(Supplied material Opens)

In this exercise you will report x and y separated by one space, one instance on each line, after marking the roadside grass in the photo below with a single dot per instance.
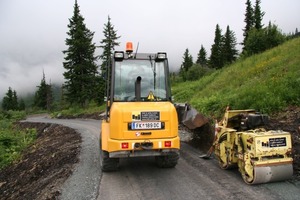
267 82
12 140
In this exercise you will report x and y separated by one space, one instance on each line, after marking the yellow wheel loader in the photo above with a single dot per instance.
141 119
261 156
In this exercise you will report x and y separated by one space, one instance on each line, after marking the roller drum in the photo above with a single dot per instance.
266 174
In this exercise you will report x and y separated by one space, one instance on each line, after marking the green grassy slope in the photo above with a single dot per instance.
266 82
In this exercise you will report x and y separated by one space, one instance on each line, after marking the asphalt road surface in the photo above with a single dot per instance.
139 178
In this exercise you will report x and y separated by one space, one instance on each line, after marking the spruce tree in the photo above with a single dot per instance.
108 44
249 20
187 63
258 15
80 62
216 57
10 100
43 96
229 51
202 60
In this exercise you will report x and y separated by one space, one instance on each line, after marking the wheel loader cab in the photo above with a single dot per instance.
141 119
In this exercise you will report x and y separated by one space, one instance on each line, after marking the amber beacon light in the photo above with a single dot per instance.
129 47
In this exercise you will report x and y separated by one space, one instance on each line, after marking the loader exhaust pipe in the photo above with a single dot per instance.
138 88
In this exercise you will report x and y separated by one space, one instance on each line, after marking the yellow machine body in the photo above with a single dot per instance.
116 131
140 119
261 156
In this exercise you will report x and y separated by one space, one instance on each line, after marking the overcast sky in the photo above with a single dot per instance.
33 32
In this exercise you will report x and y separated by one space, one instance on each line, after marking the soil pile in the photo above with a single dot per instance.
44 166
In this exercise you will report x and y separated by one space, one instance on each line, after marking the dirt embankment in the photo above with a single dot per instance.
44 166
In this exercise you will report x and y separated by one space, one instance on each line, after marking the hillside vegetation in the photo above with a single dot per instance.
267 82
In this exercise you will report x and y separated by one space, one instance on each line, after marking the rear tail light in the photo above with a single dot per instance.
168 143
124 145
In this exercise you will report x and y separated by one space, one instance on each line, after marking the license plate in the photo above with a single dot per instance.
145 125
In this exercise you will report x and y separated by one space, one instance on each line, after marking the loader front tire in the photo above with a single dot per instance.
167 161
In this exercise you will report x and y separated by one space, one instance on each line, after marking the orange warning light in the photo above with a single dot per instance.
129 47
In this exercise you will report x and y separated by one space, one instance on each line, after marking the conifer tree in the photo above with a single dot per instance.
187 63
258 15
43 96
108 44
80 62
216 57
202 60
249 20
10 100
229 51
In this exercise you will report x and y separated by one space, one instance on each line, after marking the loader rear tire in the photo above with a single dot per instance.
168 161
108 164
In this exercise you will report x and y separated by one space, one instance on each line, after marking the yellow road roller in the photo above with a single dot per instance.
261 156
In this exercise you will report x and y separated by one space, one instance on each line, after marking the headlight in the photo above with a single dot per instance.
119 55
161 56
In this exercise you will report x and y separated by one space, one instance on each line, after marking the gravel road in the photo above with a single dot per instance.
139 178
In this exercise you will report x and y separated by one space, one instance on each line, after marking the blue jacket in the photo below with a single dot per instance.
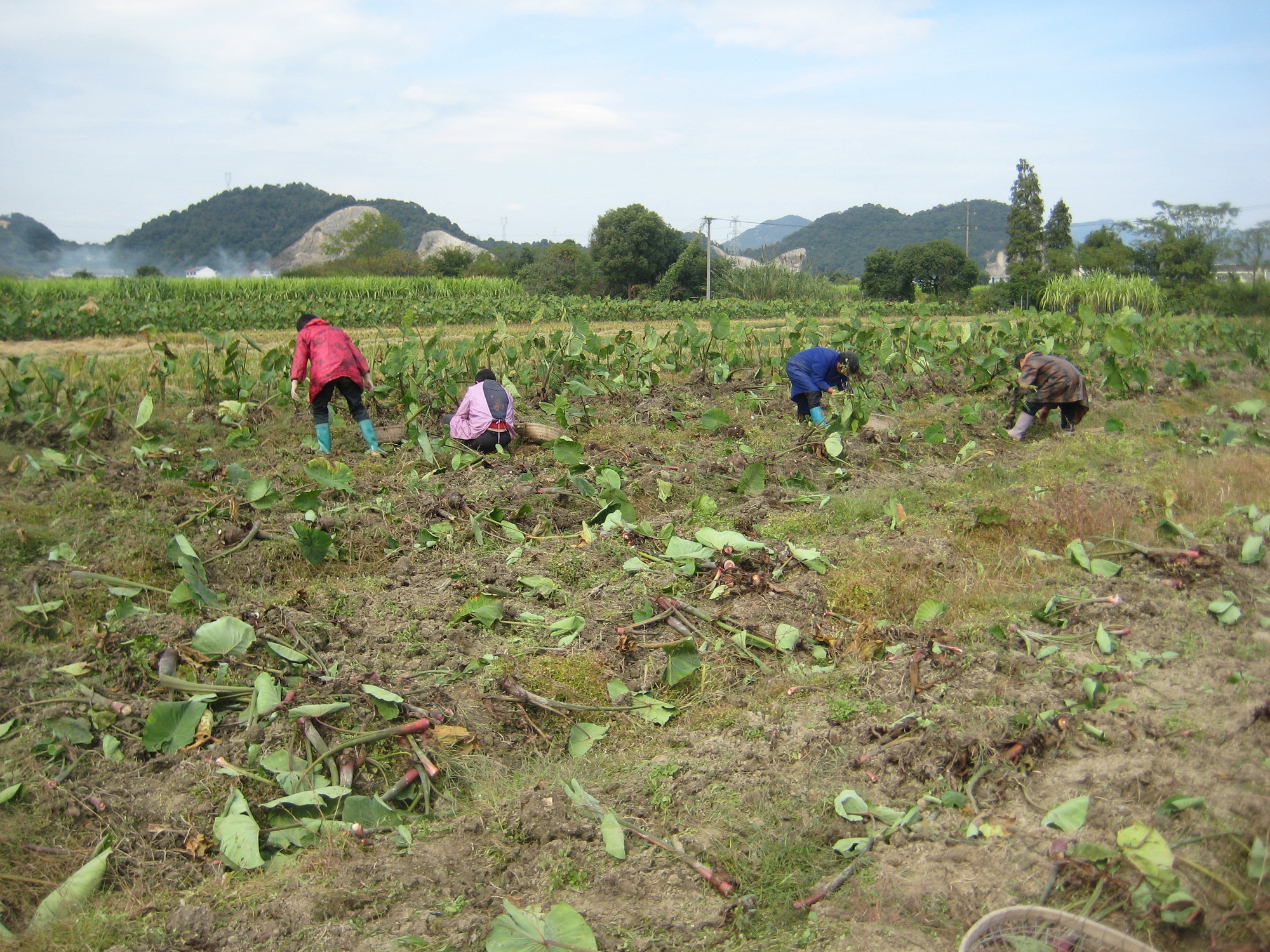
815 370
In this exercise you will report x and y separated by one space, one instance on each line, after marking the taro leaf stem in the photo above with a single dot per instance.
811 901
244 544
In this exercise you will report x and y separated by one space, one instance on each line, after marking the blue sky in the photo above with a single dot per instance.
549 112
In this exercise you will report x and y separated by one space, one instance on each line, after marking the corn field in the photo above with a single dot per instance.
772 282
79 309
1103 293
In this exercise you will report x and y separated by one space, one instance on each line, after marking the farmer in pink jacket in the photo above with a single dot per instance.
486 417
337 365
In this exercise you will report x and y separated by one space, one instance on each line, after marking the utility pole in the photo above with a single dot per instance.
709 223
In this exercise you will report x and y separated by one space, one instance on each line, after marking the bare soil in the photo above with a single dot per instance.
745 775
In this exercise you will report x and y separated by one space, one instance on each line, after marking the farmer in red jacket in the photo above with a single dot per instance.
337 365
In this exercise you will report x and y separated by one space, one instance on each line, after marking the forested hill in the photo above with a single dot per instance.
29 247
840 241
257 223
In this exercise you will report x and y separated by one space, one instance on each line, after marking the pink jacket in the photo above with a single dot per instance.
333 355
474 418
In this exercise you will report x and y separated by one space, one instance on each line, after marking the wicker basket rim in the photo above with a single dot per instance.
1109 939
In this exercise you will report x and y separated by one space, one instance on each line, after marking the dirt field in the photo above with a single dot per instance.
968 724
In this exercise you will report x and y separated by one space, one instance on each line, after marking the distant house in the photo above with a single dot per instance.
1241 274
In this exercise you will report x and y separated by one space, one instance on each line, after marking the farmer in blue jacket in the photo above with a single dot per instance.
816 370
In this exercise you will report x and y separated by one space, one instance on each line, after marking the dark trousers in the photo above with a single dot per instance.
352 393
806 402
1071 414
486 442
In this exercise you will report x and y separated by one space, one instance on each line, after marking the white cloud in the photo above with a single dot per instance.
211 49
834 27
848 29
543 122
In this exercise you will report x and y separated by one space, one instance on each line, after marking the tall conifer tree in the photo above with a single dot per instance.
1060 252
1027 235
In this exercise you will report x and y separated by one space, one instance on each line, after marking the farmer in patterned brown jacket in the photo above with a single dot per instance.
1059 384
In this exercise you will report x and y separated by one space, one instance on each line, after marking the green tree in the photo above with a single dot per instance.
1060 252
938 268
686 279
1104 251
1252 249
634 247
369 237
565 270
1184 242
885 279
1026 242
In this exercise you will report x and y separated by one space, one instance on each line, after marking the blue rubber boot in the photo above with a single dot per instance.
369 432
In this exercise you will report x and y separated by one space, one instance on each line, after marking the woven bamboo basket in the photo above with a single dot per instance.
392 433
538 432
1018 927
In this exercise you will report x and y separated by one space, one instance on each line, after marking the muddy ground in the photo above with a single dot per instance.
746 772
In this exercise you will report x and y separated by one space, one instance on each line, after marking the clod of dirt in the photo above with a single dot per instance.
192 921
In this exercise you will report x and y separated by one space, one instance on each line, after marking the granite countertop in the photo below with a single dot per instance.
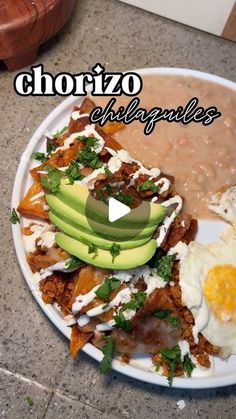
34 361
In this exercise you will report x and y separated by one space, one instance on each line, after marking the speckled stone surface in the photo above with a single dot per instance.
34 357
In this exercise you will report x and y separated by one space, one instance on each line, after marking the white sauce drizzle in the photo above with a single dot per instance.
166 184
151 279
83 320
163 229
59 266
180 250
124 296
38 231
47 239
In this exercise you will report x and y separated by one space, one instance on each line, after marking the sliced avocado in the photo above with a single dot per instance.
79 198
88 238
127 259
73 217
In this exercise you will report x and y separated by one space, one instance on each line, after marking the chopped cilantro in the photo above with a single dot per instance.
148 185
115 251
30 401
53 179
51 146
162 314
134 304
73 172
40 157
90 142
14 217
108 351
157 367
122 322
89 158
73 263
188 365
107 171
164 266
92 248
108 188
124 198
174 321
109 285
60 132
166 314
173 358
137 301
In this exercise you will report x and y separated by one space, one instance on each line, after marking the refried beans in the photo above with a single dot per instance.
202 158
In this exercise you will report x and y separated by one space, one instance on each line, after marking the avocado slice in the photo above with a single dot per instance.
73 217
87 238
78 197
127 259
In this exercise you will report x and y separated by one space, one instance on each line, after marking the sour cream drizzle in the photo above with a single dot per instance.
88 131
149 276
163 229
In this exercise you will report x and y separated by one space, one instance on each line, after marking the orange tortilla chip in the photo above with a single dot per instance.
78 340
33 208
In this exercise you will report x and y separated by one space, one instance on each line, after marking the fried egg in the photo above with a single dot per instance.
208 284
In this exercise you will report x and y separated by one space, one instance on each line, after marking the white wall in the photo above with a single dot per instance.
208 15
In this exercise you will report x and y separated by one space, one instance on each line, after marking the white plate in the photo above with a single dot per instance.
224 372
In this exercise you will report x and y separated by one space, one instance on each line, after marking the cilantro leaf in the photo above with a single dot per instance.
89 158
109 285
108 351
108 171
137 301
122 322
51 146
114 250
162 314
30 401
14 218
188 365
90 142
173 358
60 132
40 157
148 185
174 321
73 172
166 314
125 199
164 266
52 180
92 248
73 263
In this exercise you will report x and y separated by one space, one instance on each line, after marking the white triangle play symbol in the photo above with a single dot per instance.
116 210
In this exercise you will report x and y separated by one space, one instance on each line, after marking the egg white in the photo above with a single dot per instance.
193 272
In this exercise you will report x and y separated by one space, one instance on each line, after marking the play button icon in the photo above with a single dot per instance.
116 210
114 221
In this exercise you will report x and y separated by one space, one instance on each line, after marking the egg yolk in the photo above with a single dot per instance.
220 291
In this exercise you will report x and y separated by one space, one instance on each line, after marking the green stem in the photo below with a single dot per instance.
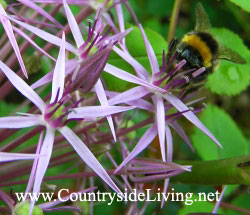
173 19
217 172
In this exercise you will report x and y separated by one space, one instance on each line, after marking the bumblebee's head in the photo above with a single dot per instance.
191 55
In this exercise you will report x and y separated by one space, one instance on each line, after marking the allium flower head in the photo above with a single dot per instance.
54 117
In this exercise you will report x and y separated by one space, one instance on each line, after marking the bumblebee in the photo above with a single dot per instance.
200 49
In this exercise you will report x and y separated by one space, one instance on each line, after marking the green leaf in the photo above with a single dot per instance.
243 4
136 47
225 130
241 201
230 78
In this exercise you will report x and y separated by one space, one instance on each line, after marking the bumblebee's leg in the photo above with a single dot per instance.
171 49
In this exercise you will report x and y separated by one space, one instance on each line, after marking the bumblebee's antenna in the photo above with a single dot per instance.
202 20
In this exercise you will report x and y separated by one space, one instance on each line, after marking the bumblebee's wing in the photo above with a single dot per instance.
228 54
202 21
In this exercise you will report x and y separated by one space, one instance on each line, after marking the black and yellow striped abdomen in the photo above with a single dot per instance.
204 44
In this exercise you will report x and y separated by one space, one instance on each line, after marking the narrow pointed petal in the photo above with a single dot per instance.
130 78
120 18
129 95
169 144
180 106
22 87
26 37
7 199
96 111
9 31
160 118
34 166
140 70
45 35
8 156
104 102
87 156
20 121
41 11
73 25
70 66
165 189
43 162
59 73
146 139
151 54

(Supplied material Closes)

**To do**.
Once the line that contains "marking the narrow" is found, please give it again exactly, along with each line that comes after it, through the last line of the entries.

**Solution to the problem**.
In this exercise you will report x and y separated by one space, one instance on each line, after marking the narrow pointed petal in the photo above with a single dot per instance.
130 78
120 18
129 95
169 144
180 106
22 87
26 37
7 199
96 111
9 31
160 118
34 166
140 70
45 35
8 156
104 102
87 156
20 121
41 11
73 25
70 66
165 189
43 162
59 73
146 139
151 54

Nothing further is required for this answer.